Trascrivi il testo sulla guerra a Gaza da "Il Jerusalem Media" fino a "i seguenti dati." compreso, rinominando "sondaggio" in "rilevamento".
***** Blocco di testo
Leonardo Tirabassi, 11 febbraio 2008
Anche la recente guerra a Gaza con gli scontri tra l’esercito israeliano e i gruppi di combattimento di Hamas sono eventi mediatici, guerre asimmetriche combattute sugli schermi delle televisioni e su internet, nonostante Israele questa volta sia stata più prudente. Guerre dove la politica e la propaganda occupano il primo posto. I sondaggi sono quello che sono, tanto più in zone di guerra, ma ormai hanno il valore di piccole elezioni tanto più importanti in zone di combattimento. Perchè queste non sono guerre solo di fatti, di battaglie, ma soprattutto di percezioni, di valori, conflitti dove l’ideologia occupa lo spazio della ragione e della forza tanto più in situazioni in cui Israele non può raggiungere la vittoria assoluta. Scontri dove la conquista dell’opinione pubblica internazionale è importante come una vittoria sul campo.
Il Jerusalem Media and Communications Center, in un sondaggio pubblicato pochi giorni fa (Marc Lynch Foreign Policy, del 7 febbraio) e tenuto tra la popolazione palestinese sugli effetti della guerra, riportava i seguenti dati.
La prima domanda non poteva altro che riguardare la vittoria: il 9,8% dei palestinesi intervistati ha attribuito la vittoria ad Israele contro il 46, 7 che invece ha visto in Hamas il vero vincitore, ma il 37,4 ha risposto “nessuno” che sale al 48,4% a Gaza. Il fatto più interessante però è la differenza tra i risultati di Gaza e quelli della West Bank che dimostra la forza dei valori e la scontentezza nei confronti dell’Autorità Palestinese: qui Hamas è risultata vincitrice agli occhi del 53, 3% della gente. La seconda domanda è molto importante e svela la differenza assoluta di punti di vista tra nemici con una visione del mondo completamente diversa e indica il lavoro che Israele dovrebbe fare per entrare nella psicologia del nemico. Alla domanda se “I palestinesi siano convinti che i civili sono stati colpiti dagli Israeliani a causa dell’uso di Hamas come scudi?” la risposta palestinese è stata all’unisono: la colpa al 72% è attribuita a Israele! E così si dica per la “colpa” dell’attacco: i missili su Sderot non c’entrano niente, l’azione di Israele è vista come aggressione a Gaza dal 76,8%.
**********
***** Materiale
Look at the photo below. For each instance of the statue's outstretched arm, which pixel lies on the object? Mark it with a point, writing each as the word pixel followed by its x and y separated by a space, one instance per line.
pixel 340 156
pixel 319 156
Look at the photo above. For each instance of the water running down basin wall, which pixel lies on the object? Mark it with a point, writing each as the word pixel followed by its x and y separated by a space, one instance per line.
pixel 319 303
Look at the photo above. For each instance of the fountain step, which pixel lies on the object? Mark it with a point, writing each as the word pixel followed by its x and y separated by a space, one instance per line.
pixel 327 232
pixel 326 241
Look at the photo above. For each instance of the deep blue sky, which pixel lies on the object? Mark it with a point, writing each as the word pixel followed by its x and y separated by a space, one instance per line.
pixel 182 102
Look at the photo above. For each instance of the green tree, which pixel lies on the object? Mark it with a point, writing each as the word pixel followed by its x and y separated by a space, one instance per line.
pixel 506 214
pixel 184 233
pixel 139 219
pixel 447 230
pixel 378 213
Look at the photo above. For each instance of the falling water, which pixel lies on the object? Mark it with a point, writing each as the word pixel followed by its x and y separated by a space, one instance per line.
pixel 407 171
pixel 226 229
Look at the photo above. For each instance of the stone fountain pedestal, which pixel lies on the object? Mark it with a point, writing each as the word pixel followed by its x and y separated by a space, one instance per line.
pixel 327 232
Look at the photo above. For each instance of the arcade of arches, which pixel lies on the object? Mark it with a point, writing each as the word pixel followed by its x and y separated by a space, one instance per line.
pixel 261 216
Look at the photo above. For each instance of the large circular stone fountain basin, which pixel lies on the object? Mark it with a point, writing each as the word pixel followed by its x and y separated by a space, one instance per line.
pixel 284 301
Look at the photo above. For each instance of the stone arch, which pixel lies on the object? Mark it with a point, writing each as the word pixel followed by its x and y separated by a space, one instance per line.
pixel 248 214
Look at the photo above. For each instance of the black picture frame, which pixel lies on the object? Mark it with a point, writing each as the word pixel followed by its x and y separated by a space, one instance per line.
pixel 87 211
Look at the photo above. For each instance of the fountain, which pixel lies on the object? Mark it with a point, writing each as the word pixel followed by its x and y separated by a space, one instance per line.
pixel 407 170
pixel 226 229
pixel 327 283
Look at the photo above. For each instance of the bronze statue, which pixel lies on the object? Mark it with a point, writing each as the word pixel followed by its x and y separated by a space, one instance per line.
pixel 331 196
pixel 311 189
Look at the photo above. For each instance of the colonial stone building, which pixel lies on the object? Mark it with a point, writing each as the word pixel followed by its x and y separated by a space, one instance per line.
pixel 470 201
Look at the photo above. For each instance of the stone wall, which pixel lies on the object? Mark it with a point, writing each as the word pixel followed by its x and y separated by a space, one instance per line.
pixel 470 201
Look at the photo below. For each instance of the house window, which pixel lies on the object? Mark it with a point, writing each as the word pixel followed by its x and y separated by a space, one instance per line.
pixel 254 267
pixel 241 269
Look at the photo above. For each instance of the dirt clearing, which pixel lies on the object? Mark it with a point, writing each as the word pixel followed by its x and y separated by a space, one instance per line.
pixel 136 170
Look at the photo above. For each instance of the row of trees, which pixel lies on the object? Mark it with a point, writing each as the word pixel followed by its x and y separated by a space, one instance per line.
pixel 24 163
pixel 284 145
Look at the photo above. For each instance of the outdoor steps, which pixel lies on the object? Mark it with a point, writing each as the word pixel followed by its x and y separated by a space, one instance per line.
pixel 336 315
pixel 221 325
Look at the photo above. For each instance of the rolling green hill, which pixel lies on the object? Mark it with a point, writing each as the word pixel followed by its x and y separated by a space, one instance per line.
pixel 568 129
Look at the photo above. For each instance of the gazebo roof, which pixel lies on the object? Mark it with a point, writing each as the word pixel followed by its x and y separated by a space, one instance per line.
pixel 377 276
**********
Risposta attesa:
Il Jerusalem Media and Communications Center, in un rilevamento pubblicato pochi giorni fa (Marc Lynch Foreign Policy, del 7 febbraio) e tenuto tra la popolazione palestinese sugli effetti della guerra, riportava i seguenti dati.